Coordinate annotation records
#####

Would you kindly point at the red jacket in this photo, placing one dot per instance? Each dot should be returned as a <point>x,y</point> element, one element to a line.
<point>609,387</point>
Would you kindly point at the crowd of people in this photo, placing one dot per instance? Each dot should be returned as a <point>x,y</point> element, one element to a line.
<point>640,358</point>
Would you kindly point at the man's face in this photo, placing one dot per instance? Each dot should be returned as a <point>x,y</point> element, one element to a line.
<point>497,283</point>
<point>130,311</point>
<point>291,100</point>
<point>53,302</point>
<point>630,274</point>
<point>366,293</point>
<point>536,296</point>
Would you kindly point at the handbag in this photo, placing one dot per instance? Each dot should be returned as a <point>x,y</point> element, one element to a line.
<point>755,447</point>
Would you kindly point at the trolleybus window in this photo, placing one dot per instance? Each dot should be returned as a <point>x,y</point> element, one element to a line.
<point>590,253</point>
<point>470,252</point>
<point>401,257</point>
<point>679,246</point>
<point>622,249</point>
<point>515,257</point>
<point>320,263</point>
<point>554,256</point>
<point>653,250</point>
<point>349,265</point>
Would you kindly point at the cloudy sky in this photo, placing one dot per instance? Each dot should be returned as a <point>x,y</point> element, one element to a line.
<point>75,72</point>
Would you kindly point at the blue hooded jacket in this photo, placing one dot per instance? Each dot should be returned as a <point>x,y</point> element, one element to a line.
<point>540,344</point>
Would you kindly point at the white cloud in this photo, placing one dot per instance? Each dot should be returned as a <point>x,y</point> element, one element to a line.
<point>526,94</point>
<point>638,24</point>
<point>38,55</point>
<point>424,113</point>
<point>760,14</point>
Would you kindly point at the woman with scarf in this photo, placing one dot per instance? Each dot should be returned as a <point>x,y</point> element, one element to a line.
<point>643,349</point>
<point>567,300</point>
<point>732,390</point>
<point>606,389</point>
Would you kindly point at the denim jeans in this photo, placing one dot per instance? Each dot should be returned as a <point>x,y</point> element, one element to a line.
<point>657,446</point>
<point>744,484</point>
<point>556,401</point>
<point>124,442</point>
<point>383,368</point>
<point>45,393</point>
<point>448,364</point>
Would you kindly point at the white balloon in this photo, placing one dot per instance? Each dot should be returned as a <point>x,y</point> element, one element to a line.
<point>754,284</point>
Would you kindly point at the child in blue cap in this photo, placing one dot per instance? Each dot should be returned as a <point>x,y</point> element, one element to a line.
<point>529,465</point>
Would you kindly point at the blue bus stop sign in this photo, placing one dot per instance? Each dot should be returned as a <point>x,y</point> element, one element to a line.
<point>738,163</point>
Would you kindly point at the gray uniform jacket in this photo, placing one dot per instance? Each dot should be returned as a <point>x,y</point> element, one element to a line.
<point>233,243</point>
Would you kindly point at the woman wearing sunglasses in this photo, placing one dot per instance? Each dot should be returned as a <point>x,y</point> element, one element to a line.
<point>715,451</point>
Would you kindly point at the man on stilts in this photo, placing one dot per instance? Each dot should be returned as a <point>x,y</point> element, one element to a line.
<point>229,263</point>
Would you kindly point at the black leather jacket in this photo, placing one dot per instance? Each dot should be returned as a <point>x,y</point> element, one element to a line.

#####

To be done
Return every line of the material exactly.

Exercise response
Would you kindly point at the red jacket in this photo, placing one dot per instance? Each dot should be returned as a <point>x,y</point> element, one element to a line.
<point>609,387</point>
Would you kindly point at the crowd of people in this photo, placing one dot per instance? Each dot should be returned as a <point>x,y</point> element, one element to a line.
<point>640,358</point>
Would you kindly point at the man's face in this photo, placing one dot per instance? Each dot should be returned as a <point>x,y</point> element, one element to a line.
<point>497,283</point>
<point>130,311</point>
<point>291,100</point>
<point>53,302</point>
<point>630,274</point>
<point>366,293</point>
<point>536,296</point>
Would you kindly point at the handbag in this photo, placing one dot per instance? Each dot should be returned as a <point>x,y</point> element, one element to a line.
<point>755,447</point>
Would you kindly point at the trolleybus window in this photo, placing one dot per instance? Each dot should be returned as a <point>x,y</point> element, one element to a line.
<point>590,253</point>
<point>470,252</point>
<point>401,257</point>
<point>679,246</point>
<point>622,249</point>
<point>515,257</point>
<point>320,263</point>
<point>554,256</point>
<point>653,250</point>
<point>349,265</point>
Would you kindly point at the cloudy sky in this photo, placing one dot per instance? Each dot should be returned as a <point>x,y</point> element, one element to a line.
<point>75,72</point>
Would you kindly point at the blue hooded jacket in this photo, placing one dot per instance? Each dot should be returned as a <point>x,y</point> element, one element to a line.
<point>540,344</point>
Would you kindly point at the white cloud in this photo, placing one dot per instance? Each dot should be returned as a <point>x,y</point> element, one element to a line.
<point>526,94</point>
<point>638,24</point>
<point>38,55</point>
<point>424,113</point>
<point>760,14</point>
Would you kindly point at the woman with scarf in this photo, placing one dot per instance? Each dot should be returned as a <point>x,y</point> element, one element to a line.
<point>643,349</point>
<point>567,300</point>
<point>732,390</point>
<point>606,389</point>
Would you kindly point at the denim jeans in this photo, placing one dot per instance? Each dot should be returned as a <point>x,y</point> element, one element to a line.
<point>657,446</point>
<point>744,484</point>
<point>556,401</point>
<point>124,442</point>
<point>383,368</point>
<point>45,393</point>
<point>448,364</point>
Would you kindly point at the white balloon in this photo, placing one dot per instance? Each dot should be returned as a <point>x,y</point> element, one element to a line.
<point>754,284</point>
Would you kindly point at the child in blue cap in this photo, placing one dot per instance? Each dot should be returned as a <point>x,y</point> element, one element to a line.
<point>529,465</point>
Would you kindly point at the blue bus stop sign in this photo, placing one dot per instance? Each dot should be returned as a <point>x,y</point> element, one element to a line.
<point>738,163</point>
Would you kindly point at the gray uniform jacket in this photo, placing one dot per instance? Each dot should be returned as a <point>x,y</point> element, one element to a line.
<point>233,243</point>
Would you kindly point at the woman wearing sunglasses in this photo, placing one dot per instance? Each dot should be returned as a <point>x,y</point> element, one element to a line.
<point>715,451</point>
Would you kindly point at the man on stilts in this photo, placing one dot per instance? Each dot should be returned as a <point>x,y</point> element, one element to a line.
<point>229,263</point>
Would you kindly point at the black leather jacket in this photo, placing one dot per instance? Each dot should be returned as a <point>x,y</point> element, one element to a line.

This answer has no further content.